**Goal of the exercise:**
Copy the listing from the line with "Could you spot the tree trunk" through the end of the listing, requests included. Increase every x and y coordinate in the answers by 74.

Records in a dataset
+-------+

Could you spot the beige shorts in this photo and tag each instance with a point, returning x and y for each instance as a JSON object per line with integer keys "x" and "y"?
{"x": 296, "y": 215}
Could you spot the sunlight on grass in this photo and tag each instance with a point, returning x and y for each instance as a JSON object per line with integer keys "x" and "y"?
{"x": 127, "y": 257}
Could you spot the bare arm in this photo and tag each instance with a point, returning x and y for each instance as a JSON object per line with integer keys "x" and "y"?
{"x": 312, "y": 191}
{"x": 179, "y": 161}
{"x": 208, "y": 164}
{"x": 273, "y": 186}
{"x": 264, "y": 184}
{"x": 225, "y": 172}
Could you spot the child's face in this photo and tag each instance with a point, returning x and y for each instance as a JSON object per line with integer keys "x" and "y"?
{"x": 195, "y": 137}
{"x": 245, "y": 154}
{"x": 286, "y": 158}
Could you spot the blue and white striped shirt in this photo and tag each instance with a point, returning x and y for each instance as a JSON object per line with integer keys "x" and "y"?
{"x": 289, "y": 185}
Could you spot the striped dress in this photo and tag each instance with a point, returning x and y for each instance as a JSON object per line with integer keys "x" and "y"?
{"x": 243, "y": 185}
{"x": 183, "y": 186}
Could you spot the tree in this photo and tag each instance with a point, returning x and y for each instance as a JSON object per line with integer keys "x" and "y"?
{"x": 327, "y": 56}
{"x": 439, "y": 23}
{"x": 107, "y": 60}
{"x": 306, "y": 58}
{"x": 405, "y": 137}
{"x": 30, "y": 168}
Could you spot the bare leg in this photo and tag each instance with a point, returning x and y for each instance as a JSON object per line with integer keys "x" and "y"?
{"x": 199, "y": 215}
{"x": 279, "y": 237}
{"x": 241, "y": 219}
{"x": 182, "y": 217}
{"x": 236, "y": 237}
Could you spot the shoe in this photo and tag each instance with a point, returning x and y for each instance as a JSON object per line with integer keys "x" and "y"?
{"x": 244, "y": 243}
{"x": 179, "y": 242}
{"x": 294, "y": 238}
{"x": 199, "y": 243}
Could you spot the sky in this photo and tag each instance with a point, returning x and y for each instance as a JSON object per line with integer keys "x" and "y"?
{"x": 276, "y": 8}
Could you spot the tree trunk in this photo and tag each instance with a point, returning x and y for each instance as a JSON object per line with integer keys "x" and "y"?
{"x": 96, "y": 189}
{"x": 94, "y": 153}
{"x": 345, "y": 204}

+-------+

**Exercise answer:**
Could you spot the tree trunk in this photo and tag each instance with a point, returning x and y for each instance as a JSON object per line with integer keys "x" and "y"?
{"x": 170, "y": 263}
{"x": 168, "y": 227}
{"x": 419, "y": 278}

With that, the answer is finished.